§ **Do this**
Duplicate the lines below between the line holding "Q: Point out every instance of the calm" and the line holding "x=114 y=216", inclusive, with nothing changed.

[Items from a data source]
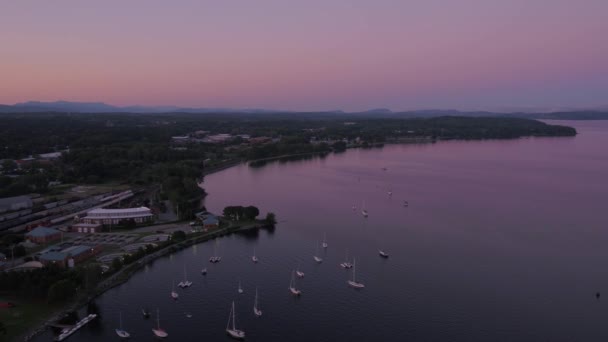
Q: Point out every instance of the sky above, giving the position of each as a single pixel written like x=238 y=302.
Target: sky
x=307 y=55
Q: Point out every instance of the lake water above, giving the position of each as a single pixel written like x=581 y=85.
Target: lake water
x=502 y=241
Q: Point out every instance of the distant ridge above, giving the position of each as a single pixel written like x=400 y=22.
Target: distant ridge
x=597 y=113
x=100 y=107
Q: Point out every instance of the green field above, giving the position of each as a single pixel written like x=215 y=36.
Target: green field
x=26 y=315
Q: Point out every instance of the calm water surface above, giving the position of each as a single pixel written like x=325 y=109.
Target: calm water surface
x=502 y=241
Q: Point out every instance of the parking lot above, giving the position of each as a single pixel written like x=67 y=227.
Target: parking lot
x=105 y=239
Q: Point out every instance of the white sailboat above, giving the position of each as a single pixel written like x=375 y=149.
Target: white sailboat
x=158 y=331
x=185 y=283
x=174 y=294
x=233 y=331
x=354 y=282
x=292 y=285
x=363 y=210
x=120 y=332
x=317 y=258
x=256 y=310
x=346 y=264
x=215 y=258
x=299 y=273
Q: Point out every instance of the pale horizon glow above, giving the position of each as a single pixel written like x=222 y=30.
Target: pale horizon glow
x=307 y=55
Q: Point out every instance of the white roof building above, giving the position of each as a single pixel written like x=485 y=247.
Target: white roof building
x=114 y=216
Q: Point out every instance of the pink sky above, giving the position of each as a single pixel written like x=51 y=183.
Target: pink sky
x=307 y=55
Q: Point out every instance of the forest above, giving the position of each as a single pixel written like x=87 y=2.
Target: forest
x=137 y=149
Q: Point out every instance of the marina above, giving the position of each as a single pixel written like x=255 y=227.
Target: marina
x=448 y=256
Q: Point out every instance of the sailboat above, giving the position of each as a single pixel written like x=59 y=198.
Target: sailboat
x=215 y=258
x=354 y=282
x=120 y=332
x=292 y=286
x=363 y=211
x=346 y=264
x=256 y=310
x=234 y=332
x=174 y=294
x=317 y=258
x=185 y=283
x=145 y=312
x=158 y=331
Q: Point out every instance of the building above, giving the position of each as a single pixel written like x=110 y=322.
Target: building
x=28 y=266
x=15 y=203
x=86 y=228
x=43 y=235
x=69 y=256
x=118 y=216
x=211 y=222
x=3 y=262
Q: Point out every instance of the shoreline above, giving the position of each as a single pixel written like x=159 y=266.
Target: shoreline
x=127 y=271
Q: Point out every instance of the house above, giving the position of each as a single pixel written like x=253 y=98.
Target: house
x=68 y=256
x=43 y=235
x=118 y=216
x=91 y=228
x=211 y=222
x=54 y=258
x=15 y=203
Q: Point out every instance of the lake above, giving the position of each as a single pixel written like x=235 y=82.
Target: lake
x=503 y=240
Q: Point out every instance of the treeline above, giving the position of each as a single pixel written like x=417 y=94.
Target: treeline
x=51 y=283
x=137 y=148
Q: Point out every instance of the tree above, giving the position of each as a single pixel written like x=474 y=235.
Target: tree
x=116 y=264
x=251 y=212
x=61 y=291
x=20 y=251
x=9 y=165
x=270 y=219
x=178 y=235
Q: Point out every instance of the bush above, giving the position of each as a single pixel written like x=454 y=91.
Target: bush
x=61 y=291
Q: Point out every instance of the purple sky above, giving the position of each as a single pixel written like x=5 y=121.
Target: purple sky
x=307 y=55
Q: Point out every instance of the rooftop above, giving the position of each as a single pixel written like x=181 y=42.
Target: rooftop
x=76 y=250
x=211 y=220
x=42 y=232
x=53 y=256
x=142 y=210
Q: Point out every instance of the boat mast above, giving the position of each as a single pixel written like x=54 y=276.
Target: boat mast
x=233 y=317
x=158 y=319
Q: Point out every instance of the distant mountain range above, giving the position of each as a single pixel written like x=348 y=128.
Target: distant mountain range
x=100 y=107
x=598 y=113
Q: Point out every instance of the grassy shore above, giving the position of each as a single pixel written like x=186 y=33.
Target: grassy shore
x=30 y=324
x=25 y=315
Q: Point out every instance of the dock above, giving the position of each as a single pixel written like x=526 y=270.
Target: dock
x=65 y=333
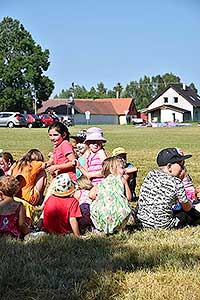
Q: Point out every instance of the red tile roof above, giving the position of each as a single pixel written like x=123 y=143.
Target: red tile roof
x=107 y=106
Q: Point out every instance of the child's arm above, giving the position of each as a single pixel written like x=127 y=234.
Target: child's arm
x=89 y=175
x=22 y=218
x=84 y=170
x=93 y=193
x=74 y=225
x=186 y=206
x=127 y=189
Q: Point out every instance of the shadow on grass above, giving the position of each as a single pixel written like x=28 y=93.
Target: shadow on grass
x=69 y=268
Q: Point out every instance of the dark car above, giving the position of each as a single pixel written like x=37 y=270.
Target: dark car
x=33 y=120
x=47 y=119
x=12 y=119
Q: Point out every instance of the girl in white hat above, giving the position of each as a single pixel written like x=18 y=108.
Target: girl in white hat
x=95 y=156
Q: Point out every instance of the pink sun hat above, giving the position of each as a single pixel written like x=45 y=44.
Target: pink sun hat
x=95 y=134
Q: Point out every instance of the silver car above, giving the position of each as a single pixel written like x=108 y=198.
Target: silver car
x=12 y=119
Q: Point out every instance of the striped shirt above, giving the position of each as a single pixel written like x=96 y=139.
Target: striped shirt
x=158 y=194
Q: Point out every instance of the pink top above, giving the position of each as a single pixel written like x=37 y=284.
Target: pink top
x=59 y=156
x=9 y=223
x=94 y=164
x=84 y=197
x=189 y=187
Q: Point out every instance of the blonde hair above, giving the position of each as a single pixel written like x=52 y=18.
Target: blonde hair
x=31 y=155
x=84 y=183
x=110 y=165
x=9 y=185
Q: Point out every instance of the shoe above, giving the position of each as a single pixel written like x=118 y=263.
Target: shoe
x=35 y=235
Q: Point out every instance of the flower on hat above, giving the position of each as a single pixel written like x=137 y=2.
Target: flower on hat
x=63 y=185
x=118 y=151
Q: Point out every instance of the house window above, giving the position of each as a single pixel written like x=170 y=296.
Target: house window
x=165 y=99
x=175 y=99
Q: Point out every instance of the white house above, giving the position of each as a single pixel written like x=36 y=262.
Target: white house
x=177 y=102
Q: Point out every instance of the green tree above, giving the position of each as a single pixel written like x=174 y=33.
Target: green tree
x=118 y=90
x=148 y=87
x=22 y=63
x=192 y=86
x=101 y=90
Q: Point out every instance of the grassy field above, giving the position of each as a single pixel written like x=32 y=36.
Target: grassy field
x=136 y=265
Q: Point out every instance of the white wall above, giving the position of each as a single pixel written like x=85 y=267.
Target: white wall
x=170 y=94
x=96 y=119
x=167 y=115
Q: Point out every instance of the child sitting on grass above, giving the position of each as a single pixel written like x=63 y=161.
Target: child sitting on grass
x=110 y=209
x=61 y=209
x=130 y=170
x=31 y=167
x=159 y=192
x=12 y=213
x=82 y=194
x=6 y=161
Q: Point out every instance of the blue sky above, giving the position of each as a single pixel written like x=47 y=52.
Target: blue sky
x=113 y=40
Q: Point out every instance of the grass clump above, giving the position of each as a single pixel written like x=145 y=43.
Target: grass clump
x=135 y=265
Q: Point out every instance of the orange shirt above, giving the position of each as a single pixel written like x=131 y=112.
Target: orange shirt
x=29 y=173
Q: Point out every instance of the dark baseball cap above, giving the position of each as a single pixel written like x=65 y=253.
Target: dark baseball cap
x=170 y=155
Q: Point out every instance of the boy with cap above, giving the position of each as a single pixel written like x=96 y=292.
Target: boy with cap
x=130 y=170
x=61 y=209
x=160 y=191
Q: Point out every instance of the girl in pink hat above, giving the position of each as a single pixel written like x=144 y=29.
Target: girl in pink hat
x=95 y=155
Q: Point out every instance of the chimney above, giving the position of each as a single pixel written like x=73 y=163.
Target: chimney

§ **Final answer**
Q: Point out every instance of the calm water surface above, giving the position of each as a single pixel written like x=325 y=109.
Target: calm water surface
x=502 y=241
Q: Point out every instance of the parking lot above, giving the position of each as a single pixel written like x=67 y=227.
Target: parking lot
x=105 y=239
Q: Point out every instance of the white sailboat above, giving the position of each as a single pixel written like x=375 y=149.
Target: white sailboat
x=158 y=331
x=185 y=283
x=174 y=294
x=233 y=331
x=354 y=282
x=292 y=285
x=363 y=210
x=120 y=332
x=317 y=258
x=256 y=310
x=346 y=264
x=215 y=258
x=299 y=273
Q: Point out every instance of the pale horizon glow above, giving the position of each as a single pixel written like x=222 y=30.
Target: pale horizon glow
x=307 y=55
Q: Point out every instance of the white roof building above, giving the position of each as a single pixel written like x=485 y=247.
Target: white roof building
x=114 y=216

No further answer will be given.